*Task brief:*
When you retype the data, keep every line exactly as it appears.

### Data for this exercise ###

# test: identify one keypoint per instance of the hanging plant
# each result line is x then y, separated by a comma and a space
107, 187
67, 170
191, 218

###

*Solution:*
# test: identify one keypoint per instance of the hanging plant
# each result line is x then y, separated by a comma and a space
107, 187
67, 170
191, 218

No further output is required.